start Document text
Parents who alleged that their autistic children had been tied to chairs with bungee cords and duct tape in a Scranton-area schoolroom have agreed to settle a federal civil-rights suit for $5 million.

Parents who alleged that their autistic children had been tied to chairs with bungee cords and duct tape in a Scranton-area schoolroom have agreed to settle a federal civil-rights suit for $5 million.

Plaintiffs' attorneys said the settlement reached Thursday appeared to be the largest ever in Pennsylvania involving the abuse of children in a special-education classroom.

A report issued last year by the U.S. Government Accountability Office said such cases were on the rise nationally. A bill in Congress would set standards for when and how children could be restrained in schools for their own safety or the safety of others.

The allegations in the Scranton-area case went beyond restraint.
end Document text
Written problem - Please extend the article on the Scranton-area special-education settlement, picking up after its last sentence. The entries that follow are separate material, unrelated to the article on the Scranton-area special-education settlement.
start Record list
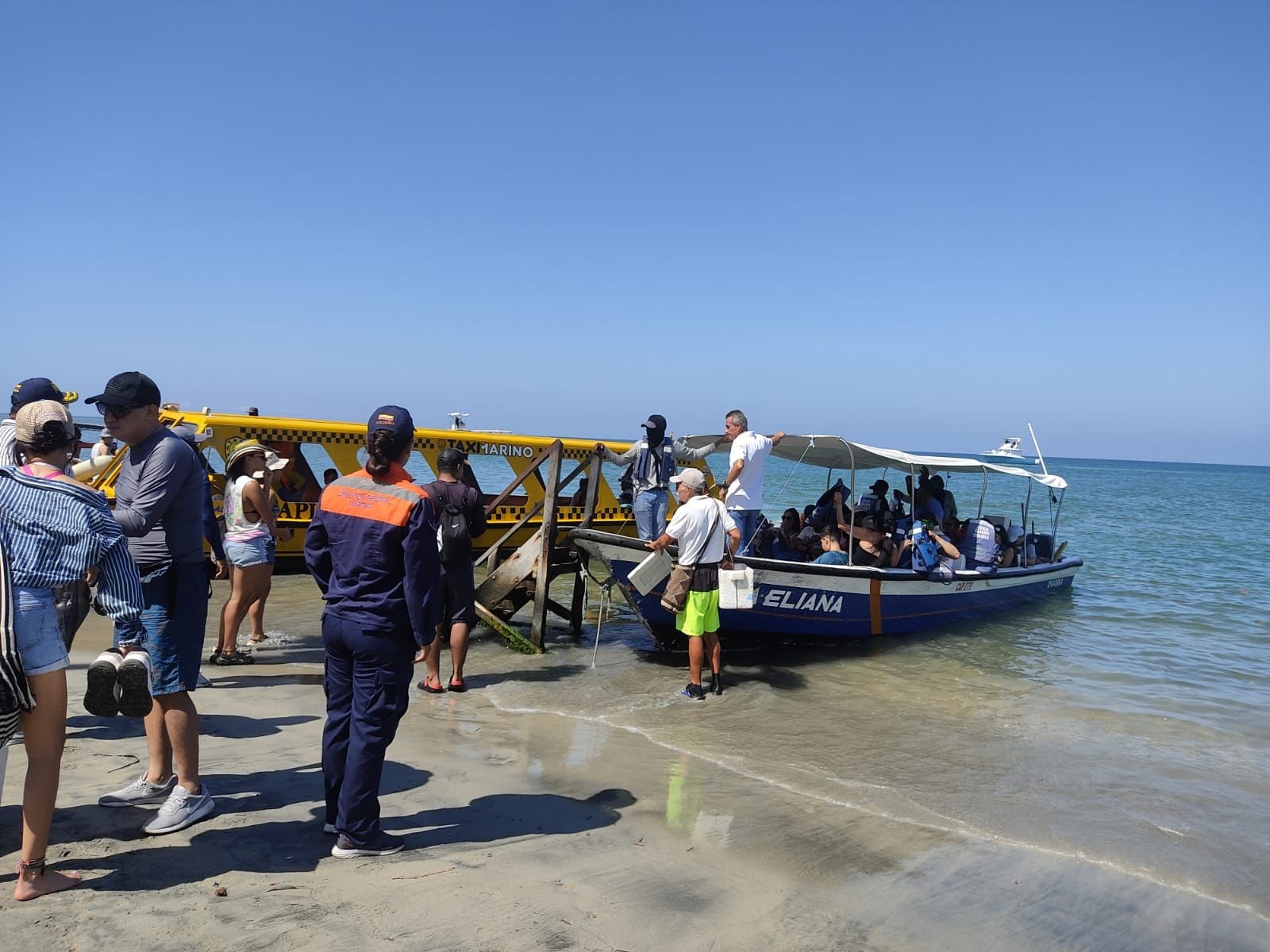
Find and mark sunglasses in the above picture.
end Record list
start Record list
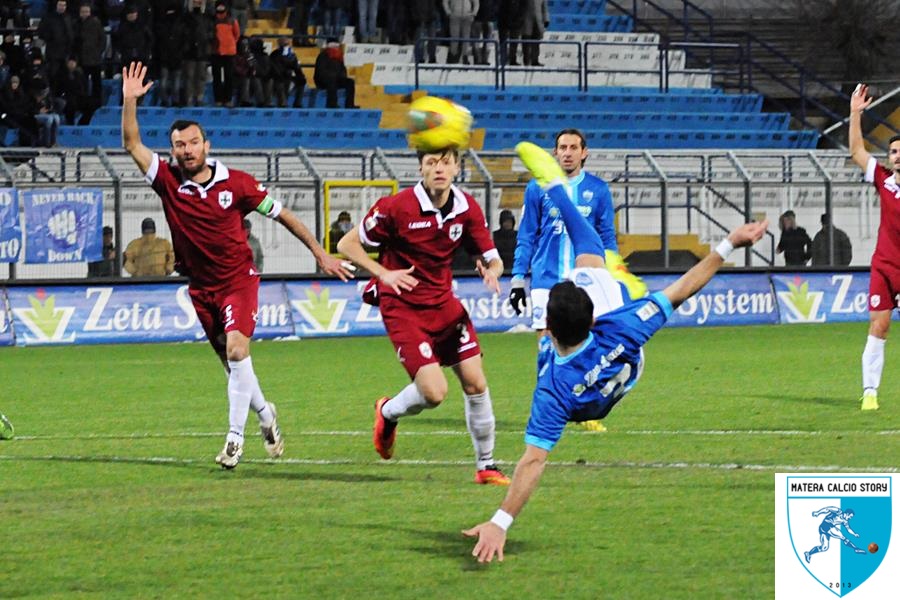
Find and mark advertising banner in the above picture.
end Record list
Solved problem -
The parents of seven children at the Clarks Summit Elementary School in the Abington Heights School District contended that teacher Susan Comerford Wzorek slapped children, pulled them by the hair, and deliberately stepped on the insoles of their feet.

In one instance, an attorney said Friday, the teacher pulled a child across the room by a cast on his broken arm.

"These children were nonverbal, so they were not in a position to go home and tell their parents what was happening," said James J. Conaboy, a Scranton lawyer for several of the plaintiffs.

He said of the parents: "They were sending their children to a virtual torture chamber for two years."

The incidents occurred during the 2001-02 and 2002-03 school years. The children then ranged in age from 5 to 11. The lawsuit was filed in 2006.

After the allegations came to light, Conaboy said, Wzorek, now retired, entered a no-contest plea to a criminal charge of recklessly endangering the welfare of children. She was sentenced to probation, he said, but ended up doing 30 days in the Lackawanna County jail for a probation violation.

Wzorek and her employer, Northeastern Educational Intermediate Unit 19, were defendants in the lawsuit, along with the school district and several educational officials.

John E. Freund, an attorney for several of the defendants, said none of them admitted liability in the settlement, which was overseen by U.S. District Judge A. Richard Caputo in U.S. District Court for the Middle District of Pennsylvania.

"By settling," Freund said, "I don't think anyone concedes anything."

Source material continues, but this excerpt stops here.